**Task instructions:** For this exercise, repeat the whole listing below exactly. Leave the pictures out.

**Dataset extract:**
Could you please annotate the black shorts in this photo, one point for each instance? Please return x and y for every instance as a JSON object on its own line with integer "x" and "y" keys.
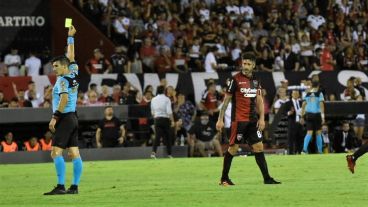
{"x": 66, "y": 131}
{"x": 245, "y": 131}
{"x": 313, "y": 121}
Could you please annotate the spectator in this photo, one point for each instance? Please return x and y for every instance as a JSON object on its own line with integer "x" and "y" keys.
{"x": 344, "y": 139}
{"x": 350, "y": 93}
{"x": 32, "y": 145}
{"x": 210, "y": 63}
{"x": 119, "y": 60}
{"x": 326, "y": 59}
{"x": 110, "y": 131}
{"x": 203, "y": 135}
{"x": 179, "y": 62}
{"x": 315, "y": 20}
{"x": 147, "y": 53}
{"x": 265, "y": 63}
{"x": 210, "y": 102}
{"x": 295, "y": 128}
{"x": 359, "y": 87}
{"x": 93, "y": 99}
{"x": 147, "y": 97}
{"x": 3, "y": 102}
{"x": 105, "y": 95}
{"x": 163, "y": 62}
{"x": 98, "y": 64}
{"x": 33, "y": 65}
{"x": 291, "y": 62}
{"x": 13, "y": 61}
{"x": 46, "y": 143}
{"x": 3, "y": 68}
{"x": 362, "y": 59}
{"x": 9, "y": 144}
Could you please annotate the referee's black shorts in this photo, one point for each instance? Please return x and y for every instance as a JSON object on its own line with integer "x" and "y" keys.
{"x": 66, "y": 131}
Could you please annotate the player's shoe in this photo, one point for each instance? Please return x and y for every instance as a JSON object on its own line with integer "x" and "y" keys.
{"x": 271, "y": 181}
{"x": 351, "y": 163}
{"x": 58, "y": 190}
{"x": 226, "y": 182}
{"x": 73, "y": 189}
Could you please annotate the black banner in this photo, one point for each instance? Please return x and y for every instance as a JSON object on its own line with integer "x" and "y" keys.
{"x": 25, "y": 25}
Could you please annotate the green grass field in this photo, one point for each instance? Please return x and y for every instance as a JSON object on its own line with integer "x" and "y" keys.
{"x": 308, "y": 180}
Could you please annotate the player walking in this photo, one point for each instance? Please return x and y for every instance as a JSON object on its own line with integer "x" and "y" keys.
{"x": 244, "y": 90}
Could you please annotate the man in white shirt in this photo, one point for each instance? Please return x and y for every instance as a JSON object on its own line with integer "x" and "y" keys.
{"x": 315, "y": 20}
{"x": 33, "y": 65}
{"x": 162, "y": 113}
{"x": 13, "y": 62}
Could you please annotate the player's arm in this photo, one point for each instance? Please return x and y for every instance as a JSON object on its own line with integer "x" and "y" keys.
{"x": 98, "y": 137}
{"x": 70, "y": 49}
{"x": 260, "y": 107}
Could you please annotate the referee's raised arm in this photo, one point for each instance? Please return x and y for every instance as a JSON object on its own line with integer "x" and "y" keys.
{"x": 70, "y": 49}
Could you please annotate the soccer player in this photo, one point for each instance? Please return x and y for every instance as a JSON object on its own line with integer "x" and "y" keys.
{"x": 314, "y": 112}
{"x": 64, "y": 122}
{"x": 244, "y": 90}
{"x": 351, "y": 159}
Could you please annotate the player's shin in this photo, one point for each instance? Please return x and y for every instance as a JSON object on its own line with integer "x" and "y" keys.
{"x": 262, "y": 164}
{"x": 227, "y": 164}
{"x": 77, "y": 170}
{"x": 60, "y": 169}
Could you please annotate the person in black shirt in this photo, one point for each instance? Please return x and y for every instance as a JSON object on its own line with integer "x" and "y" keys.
{"x": 110, "y": 131}
{"x": 119, "y": 60}
{"x": 203, "y": 135}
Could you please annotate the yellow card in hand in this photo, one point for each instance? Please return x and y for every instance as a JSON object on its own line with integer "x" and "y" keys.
{"x": 68, "y": 22}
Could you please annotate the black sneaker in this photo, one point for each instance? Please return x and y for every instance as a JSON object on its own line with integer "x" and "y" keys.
{"x": 271, "y": 181}
{"x": 226, "y": 182}
{"x": 58, "y": 190}
{"x": 73, "y": 189}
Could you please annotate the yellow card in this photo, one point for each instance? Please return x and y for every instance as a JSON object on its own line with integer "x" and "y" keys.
{"x": 68, "y": 22}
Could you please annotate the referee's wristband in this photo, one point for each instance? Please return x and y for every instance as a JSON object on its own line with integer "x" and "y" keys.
{"x": 70, "y": 40}
{"x": 56, "y": 115}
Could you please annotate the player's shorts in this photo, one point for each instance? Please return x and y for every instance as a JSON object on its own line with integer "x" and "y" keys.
{"x": 66, "y": 131}
{"x": 313, "y": 121}
{"x": 241, "y": 132}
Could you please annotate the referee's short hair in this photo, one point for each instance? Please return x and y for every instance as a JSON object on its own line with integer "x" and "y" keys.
{"x": 62, "y": 59}
{"x": 248, "y": 56}
{"x": 160, "y": 90}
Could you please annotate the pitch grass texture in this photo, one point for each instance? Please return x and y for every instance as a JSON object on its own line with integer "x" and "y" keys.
{"x": 307, "y": 180}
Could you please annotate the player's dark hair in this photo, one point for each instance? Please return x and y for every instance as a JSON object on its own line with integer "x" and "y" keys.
{"x": 249, "y": 56}
{"x": 160, "y": 89}
{"x": 62, "y": 59}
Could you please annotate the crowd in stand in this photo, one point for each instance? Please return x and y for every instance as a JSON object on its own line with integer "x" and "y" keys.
{"x": 185, "y": 36}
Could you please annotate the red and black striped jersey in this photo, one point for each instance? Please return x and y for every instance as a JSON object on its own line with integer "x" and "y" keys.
{"x": 244, "y": 92}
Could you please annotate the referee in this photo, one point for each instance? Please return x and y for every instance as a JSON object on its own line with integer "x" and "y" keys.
{"x": 162, "y": 114}
{"x": 64, "y": 122}
{"x": 314, "y": 112}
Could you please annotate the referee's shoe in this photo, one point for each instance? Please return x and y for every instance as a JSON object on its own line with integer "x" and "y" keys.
{"x": 58, "y": 190}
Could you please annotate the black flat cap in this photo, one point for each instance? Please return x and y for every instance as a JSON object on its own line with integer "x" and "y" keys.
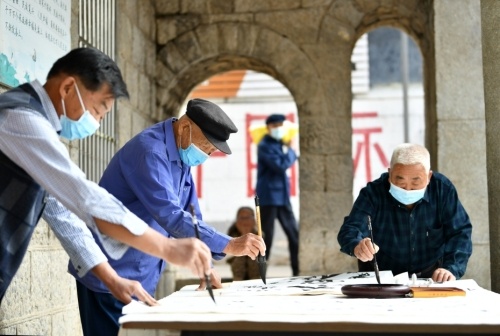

**Response to this task:**
Could you please annotate the black shorts in this photo, one point for each instance? Please return x and y for every instance as a JSON object on its own line with integer "x" and "y" keys.
{"x": 66, "y": 131}
{"x": 245, "y": 131}
{"x": 313, "y": 121}
Could you please annotate the spectator in this photo, one point for each instance? Please return x and y for every instance as a JSON object on its own line with integer "x" and "y" keys.
{"x": 344, "y": 139}
{"x": 350, "y": 93}
{"x": 32, "y": 145}
{"x": 210, "y": 63}
{"x": 119, "y": 60}
{"x": 326, "y": 59}
{"x": 110, "y": 131}
{"x": 203, "y": 135}
{"x": 179, "y": 62}
{"x": 315, "y": 20}
{"x": 147, "y": 53}
{"x": 265, "y": 63}
{"x": 210, "y": 102}
{"x": 295, "y": 128}
{"x": 359, "y": 87}
{"x": 93, "y": 99}
{"x": 147, "y": 97}
{"x": 3, "y": 102}
{"x": 105, "y": 95}
{"x": 163, "y": 62}
{"x": 98, "y": 64}
{"x": 33, "y": 65}
{"x": 291, "y": 62}
{"x": 13, "y": 61}
{"x": 46, "y": 143}
{"x": 3, "y": 68}
{"x": 362, "y": 59}
{"x": 9, "y": 144}
Could you please annotate the referee's black shorts in this photo, one point for each instance? Please return x and y for every instance as a JSON object on its own line with integer "x" and "y" keys.
{"x": 66, "y": 131}
Could you please annotate the player's shoe in this photo, one point for each instance? Please return x and y for every instance as a JSON object on its own line with integer "x" and "y" keys.
{"x": 271, "y": 181}
{"x": 351, "y": 163}
{"x": 58, "y": 190}
{"x": 226, "y": 182}
{"x": 73, "y": 189}
Could you please annotate the black banner in this photo, one point for each instance? Please return x and y for every instance as a JSON object on its own line with integer "x" and "y" keys.
{"x": 25, "y": 25}
Could you please annotate the green grass field in this photo, one point for each instance? Please return x and y for every instance as a JSON object on its own line with integer "x" and "y" keys.
{"x": 308, "y": 180}
Could you please annotate the player walking in this photo, one point for each instance? Please return x and y for every instance as a JSON object on its own line with integer "x" and "y" keys.
{"x": 244, "y": 90}
Could you please annotate the man in white shirt in this photo, one point for each instance? Please return x and y for every instance as a JSON object on its own line with integer "x" and "y" keys.
{"x": 315, "y": 20}
{"x": 33, "y": 65}
{"x": 162, "y": 113}
{"x": 13, "y": 62}
Could you please annotate the player's arm in this photo, one point for each instance? Please return x and y for every instance as a JSON object on its own line with integer "x" and "y" keys.
{"x": 98, "y": 137}
{"x": 70, "y": 49}
{"x": 260, "y": 107}
Could you please annotate the referee's raised arm in this photo, one point for each instance? Please return x and y for every instance as a JSON object on its own line with integer "x" and "y" keys.
{"x": 70, "y": 49}
Could you please annotate the soccer player in this photo, one point for each instance? Please return x and y for every instance as a JSON object on its own line with integer "x" and "y" keys.
{"x": 314, "y": 112}
{"x": 64, "y": 122}
{"x": 244, "y": 90}
{"x": 351, "y": 159}
Could you please annotate the player's shin in this photo, one point for each instance? Please return x and y for every instance as a JSON object on its own line with integer "x" and "y" keys.
{"x": 262, "y": 164}
{"x": 227, "y": 164}
{"x": 77, "y": 170}
{"x": 60, "y": 169}
Could you please annotate the person in black shirt in this photo, one point for each instance? Please return x and y for every instance as a JSON object on its own line with integer "x" and "y" keys.
{"x": 110, "y": 131}
{"x": 119, "y": 60}
{"x": 203, "y": 135}
Could you please annotate the yellow card in hand in this photo, one point for each instance? Please return x and y for every instance as a JSON object on its own line with integer "x" and "y" keys.
{"x": 68, "y": 22}
Could you please annotate the black sneaker in this photo, one point for each instance? Please return x and y for every instance as a JSON object on its own line with integer "x" and "y" keys.
{"x": 271, "y": 181}
{"x": 226, "y": 182}
{"x": 58, "y": 190}
{"x": 73, "y": 189}
Could you please annotate the yellow card in this photo, one point for each instance? Please return x and y for every instance as a JSON object on its own line with integer "x" and "y" keys.
{"x": 68, "y": 22}
Could you please annotate the referee's wristband in this photo, one point for each instance? Please return x and y for every instance as a JSON object on its own line with integer "x" and "y" keys.
{"x": 70, "y": 40}
{"x": 56, "y": 115}
Could you please annotate the player's shorts in this photo, one point for each instance? Please return x and y for every instance as a JSON object on its own line with integer "x" and "y" keys.
{"x": 66, "y": 131}
{"x": 313, "y": 121}
{"x": 241, "y": 132}
Could you please annotate the referee's short hair in this photo, one point for each instance? Please return x and y for every instance as a JSON object on its own line with integer "x" and "y" keys.
{"x": 62, "y": 59}
{"x": 248, "y": 56}
{"x": 160, "y": 90}
Could you please annotate the pitch grass texture in this photo, one point for each instance? Please return x and y for every instance as a JSON object on its own line with integer "x" and "y" keys.
{"x": 307, "y": 180}
Could you please annotate the player's dark hair in this photo, one point for each instance? Please return x and y for every instance as a JSON object on its own line with integer "x" and "y" keys.
{"x": 249, "y": 56}
{"x": 160, "y": 89}
{"x": 62, "y": 59}
Could you please annotate the crowd in stand in this photo, one point for each instance? Please return x and y for every instance as a JSON object on its own line with integer "x" and "y" keys.
{"x": 185, "y": 36}
Could you please annotate the red and black striped jersey in this photo, one point for each instance? Please return x and y for every instance as a JSON object on its own line with integer "x" and "y" keys.
{"x": 244, "y": 92}
Could you please annotate the referee in this photo, one point for each instance? Please return x and y for every instance as a JSON object on its own line with integer "x" and "y" keys.
{"x": 162, "y": 114}
{"x": 64, "y": 122}
{"x": 314, "y": 112}
Could you please annotate the referee's shoe in this photo, one point for each instance? Please return x and y for every instance as a JSON object on its own line with integer "x" and "y" keys.
{"x": 58, "y": 190}
Could you please annotate the black flat cap in this photo, one point for each instance? Please return x and y for every instance as a JSON object on its own line with integer "x" and "y" keys.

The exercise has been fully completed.